> _Exercises_:
(1) Duplicate the part of the GC documentation that runs from "Return the current" up to and including "trigger a full major collection.".
(2) Answer these questions using the GC documentation:
(a) Which environment variable can be set to initialise the GC parameters?
(b) What does calling stat cause?
(c) Which fields does quick_stat set to 0?
(3) Resume the GC documentation, starting after its final sentence.

> _Passage given_:

The GC parameters are given as a control record. Note that these parameters can also be initialised by setting the OCAMLRUNPARAM environment variable. See the documentation of ocamlrun.

Sourceval stat : unit -> Stdlib.Gc.stat @@ portable

Return the current values of the memory management counters in a stat record that represent the program's total memory stats. This function causes a full major collection.

Sourceval quick_stat : unit -> Stdlib.Gc.stat @@ portable

Same as stat except that live_words, live_blocks, free_words, free_blocks, largest_free, and fragments are set to 0. Due to per-domain buffers it may only represent the state of the program's total memory usage since the last minor collection or major cycle. This function is much faster than stat because it does not need to trigger a full major collection.

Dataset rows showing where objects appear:
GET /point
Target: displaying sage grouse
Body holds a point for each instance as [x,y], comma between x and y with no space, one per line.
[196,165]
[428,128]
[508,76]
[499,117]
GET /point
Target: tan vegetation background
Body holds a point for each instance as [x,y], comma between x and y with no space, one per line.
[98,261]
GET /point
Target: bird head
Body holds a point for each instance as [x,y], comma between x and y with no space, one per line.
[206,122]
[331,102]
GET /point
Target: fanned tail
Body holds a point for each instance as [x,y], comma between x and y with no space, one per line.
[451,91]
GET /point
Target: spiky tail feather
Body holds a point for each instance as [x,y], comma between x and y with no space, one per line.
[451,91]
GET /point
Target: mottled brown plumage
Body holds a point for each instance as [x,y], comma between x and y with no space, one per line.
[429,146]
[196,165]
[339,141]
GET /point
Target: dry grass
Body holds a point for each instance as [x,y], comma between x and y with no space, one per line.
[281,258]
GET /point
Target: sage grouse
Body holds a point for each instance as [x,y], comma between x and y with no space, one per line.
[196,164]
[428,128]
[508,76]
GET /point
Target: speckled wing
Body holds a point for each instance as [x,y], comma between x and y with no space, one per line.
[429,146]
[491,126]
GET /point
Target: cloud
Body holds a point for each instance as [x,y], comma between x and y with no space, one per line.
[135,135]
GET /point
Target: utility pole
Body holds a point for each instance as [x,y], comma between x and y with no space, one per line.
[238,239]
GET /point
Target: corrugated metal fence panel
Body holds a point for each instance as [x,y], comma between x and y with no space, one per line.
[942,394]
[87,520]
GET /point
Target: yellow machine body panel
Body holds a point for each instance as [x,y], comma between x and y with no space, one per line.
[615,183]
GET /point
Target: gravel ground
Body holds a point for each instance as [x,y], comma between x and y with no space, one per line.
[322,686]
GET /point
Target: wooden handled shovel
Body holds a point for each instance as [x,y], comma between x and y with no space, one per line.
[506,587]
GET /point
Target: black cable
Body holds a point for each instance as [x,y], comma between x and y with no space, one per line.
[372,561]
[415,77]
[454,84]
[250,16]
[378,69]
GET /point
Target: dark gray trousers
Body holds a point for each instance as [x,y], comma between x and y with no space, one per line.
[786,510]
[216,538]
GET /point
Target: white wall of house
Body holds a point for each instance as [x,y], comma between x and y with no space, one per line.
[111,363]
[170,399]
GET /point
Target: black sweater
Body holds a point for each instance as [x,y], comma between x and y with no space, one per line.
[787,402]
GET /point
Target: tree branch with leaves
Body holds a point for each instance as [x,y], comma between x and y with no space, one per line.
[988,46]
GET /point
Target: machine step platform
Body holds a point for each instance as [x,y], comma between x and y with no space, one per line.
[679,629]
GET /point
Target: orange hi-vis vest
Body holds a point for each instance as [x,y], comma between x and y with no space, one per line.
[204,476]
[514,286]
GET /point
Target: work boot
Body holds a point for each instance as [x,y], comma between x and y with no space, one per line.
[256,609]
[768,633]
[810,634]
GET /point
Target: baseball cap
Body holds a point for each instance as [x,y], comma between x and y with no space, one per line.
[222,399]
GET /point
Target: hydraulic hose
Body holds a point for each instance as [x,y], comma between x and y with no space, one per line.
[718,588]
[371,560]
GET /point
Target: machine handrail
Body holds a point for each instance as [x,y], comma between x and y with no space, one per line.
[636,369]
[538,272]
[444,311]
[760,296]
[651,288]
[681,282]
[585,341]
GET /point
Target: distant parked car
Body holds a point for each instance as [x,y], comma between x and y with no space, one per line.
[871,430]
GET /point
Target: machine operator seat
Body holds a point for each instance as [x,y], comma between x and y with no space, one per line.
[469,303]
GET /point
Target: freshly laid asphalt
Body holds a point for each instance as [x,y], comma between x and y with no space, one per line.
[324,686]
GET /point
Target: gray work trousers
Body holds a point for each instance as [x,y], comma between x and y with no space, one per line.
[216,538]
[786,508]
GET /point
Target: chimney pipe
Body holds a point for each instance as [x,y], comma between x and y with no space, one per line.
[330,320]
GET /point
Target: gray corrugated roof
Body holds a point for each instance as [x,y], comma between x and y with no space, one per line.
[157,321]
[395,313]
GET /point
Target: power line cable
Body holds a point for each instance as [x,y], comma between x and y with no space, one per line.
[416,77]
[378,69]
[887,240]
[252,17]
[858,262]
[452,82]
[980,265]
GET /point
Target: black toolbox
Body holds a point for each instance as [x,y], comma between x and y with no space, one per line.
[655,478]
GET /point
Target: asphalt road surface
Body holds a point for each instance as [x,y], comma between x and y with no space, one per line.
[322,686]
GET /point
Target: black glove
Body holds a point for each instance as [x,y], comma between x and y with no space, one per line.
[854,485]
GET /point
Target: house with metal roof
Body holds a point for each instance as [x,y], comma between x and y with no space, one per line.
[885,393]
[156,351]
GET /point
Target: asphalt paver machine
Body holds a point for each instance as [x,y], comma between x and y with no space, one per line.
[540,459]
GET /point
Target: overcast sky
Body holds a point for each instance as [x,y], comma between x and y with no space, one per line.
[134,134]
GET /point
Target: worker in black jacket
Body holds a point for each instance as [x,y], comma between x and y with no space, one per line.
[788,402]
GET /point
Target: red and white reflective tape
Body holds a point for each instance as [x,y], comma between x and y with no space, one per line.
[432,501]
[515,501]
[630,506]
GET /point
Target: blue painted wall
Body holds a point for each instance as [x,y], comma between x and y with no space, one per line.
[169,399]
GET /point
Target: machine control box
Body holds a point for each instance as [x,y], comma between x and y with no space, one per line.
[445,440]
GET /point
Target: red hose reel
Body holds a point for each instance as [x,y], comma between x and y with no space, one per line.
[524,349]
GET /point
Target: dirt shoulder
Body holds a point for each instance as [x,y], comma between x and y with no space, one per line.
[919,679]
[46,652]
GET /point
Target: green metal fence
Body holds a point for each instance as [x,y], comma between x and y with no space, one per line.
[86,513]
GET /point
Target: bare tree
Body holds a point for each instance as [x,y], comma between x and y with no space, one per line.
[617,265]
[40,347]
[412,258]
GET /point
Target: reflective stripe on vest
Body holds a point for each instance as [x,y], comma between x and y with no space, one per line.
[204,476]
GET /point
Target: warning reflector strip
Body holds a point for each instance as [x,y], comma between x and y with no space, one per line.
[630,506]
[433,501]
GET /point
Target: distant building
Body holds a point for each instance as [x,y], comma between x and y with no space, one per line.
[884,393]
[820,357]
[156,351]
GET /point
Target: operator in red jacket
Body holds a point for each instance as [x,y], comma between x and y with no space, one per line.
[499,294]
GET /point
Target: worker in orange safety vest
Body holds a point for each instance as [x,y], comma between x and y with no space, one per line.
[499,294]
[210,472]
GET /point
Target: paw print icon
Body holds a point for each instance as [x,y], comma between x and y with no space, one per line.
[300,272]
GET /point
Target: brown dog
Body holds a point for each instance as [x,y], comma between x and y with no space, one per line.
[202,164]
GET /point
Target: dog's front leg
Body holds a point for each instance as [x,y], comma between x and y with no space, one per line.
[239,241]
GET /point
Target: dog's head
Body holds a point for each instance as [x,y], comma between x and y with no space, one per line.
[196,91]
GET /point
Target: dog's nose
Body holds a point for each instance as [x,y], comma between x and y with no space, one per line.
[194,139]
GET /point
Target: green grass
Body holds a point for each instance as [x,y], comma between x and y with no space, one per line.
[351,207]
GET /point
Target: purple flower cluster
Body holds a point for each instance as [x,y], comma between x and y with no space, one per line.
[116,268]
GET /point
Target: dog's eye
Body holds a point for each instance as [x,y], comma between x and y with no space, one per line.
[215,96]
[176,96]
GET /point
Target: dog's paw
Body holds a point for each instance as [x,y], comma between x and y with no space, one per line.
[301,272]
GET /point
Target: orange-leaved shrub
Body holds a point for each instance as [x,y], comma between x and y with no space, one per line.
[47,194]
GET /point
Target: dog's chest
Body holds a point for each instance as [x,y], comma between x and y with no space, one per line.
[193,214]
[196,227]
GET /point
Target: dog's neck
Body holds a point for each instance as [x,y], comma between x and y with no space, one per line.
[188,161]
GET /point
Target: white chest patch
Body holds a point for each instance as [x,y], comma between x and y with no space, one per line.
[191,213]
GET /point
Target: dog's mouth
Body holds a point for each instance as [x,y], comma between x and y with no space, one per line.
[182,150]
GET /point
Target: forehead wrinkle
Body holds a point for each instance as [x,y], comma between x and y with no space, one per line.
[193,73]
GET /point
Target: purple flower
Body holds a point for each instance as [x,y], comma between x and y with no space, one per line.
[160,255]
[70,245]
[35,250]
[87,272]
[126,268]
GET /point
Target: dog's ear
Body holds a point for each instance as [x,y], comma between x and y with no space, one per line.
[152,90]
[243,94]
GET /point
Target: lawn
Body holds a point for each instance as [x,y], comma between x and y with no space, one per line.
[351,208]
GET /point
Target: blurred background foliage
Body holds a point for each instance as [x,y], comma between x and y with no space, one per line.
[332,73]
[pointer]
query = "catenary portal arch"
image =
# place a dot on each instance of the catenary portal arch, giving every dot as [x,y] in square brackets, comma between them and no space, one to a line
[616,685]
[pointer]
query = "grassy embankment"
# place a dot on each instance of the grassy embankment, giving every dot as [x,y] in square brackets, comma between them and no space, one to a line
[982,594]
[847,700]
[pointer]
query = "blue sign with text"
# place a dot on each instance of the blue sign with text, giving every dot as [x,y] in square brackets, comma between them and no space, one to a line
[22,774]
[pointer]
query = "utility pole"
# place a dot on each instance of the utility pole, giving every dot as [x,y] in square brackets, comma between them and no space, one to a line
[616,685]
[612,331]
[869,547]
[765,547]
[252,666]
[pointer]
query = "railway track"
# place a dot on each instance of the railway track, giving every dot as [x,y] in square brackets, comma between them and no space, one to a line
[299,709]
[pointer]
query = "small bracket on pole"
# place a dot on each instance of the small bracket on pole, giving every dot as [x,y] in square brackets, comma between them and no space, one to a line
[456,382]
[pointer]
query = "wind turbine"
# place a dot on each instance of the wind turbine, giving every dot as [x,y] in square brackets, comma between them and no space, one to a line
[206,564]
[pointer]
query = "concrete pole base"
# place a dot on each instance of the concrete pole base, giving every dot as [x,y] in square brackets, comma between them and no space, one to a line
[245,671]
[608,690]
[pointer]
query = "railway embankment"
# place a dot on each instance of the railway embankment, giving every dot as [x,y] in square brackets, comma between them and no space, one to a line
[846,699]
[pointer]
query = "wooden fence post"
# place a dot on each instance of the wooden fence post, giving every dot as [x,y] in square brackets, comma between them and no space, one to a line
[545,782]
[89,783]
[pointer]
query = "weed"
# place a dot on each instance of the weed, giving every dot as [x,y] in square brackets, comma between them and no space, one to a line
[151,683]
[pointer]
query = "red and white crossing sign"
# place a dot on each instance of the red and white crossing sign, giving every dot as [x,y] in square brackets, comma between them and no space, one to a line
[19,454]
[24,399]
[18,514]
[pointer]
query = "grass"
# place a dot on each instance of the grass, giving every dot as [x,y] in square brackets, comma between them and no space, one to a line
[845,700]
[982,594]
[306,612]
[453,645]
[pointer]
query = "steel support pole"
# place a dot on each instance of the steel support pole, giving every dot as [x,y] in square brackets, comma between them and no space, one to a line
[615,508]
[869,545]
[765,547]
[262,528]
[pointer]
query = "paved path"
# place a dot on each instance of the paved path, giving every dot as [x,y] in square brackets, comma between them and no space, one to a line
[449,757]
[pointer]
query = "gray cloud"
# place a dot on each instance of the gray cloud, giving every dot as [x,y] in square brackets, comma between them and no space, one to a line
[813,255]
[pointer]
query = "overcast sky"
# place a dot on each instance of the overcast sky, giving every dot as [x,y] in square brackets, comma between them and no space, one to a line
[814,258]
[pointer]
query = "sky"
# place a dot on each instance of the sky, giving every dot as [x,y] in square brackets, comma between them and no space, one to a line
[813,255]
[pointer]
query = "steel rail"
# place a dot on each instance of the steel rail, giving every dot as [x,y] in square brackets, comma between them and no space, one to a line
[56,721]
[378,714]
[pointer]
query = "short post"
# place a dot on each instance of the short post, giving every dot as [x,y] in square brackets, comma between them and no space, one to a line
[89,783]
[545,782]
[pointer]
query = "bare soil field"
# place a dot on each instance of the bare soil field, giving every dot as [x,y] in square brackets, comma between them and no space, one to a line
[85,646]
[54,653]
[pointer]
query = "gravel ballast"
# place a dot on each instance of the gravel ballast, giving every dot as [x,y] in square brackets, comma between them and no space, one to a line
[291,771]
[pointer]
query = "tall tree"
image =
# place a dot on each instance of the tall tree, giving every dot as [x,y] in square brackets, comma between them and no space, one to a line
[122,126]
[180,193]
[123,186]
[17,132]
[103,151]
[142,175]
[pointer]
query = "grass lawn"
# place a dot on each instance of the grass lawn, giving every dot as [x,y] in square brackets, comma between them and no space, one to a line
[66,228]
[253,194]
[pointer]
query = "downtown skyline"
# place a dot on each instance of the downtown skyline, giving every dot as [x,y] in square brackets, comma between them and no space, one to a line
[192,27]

> _Outputs for the tasks_:
(1)
Return the current values of the memory management counters in a stat record that represent the program's total memory stats. This function causes a full major collection.

Sourceval quick_stat : unit -> Stdlib.Gc.stat @@ portable

Same as stat except that live_words, live_blocks, free_words, free_blocks, largest_free, and fragments are set to 0. Due to per-domain buffers it may only represent the state of the program's total memory usage since the last minor collection or major cycle. This function is much faster than stat because it does not need to trigger a full major collection.

(2)
(a) OCAMLRUNPARAM
(b) A full major collection
(c) live_words, live_blocks, free_words, free_blocks, largest_free, and fragments

(3)
Sourceval counters : unit -> float * float * float @@ portable

Return (minor_words, promoted_words, major_words) for the current domain or potentially previous domains. This function is as fast as quick_stat.

Sourceval minor_words : unit -> float @@ portable

Number of words allocated in the minor heap by this domain or potentially previous domains. This number is accurate in byte-code programs, but only an approximation in programs compiled to native code.

In native code this function does not allocate.

  • since 4.04
Sourceval get : unit -> Stdlib.Gc.control @@ portable

Return the current values of the GC parameters in a control record.

  • alert unsynchronized_access GC parameters are a mutable global state.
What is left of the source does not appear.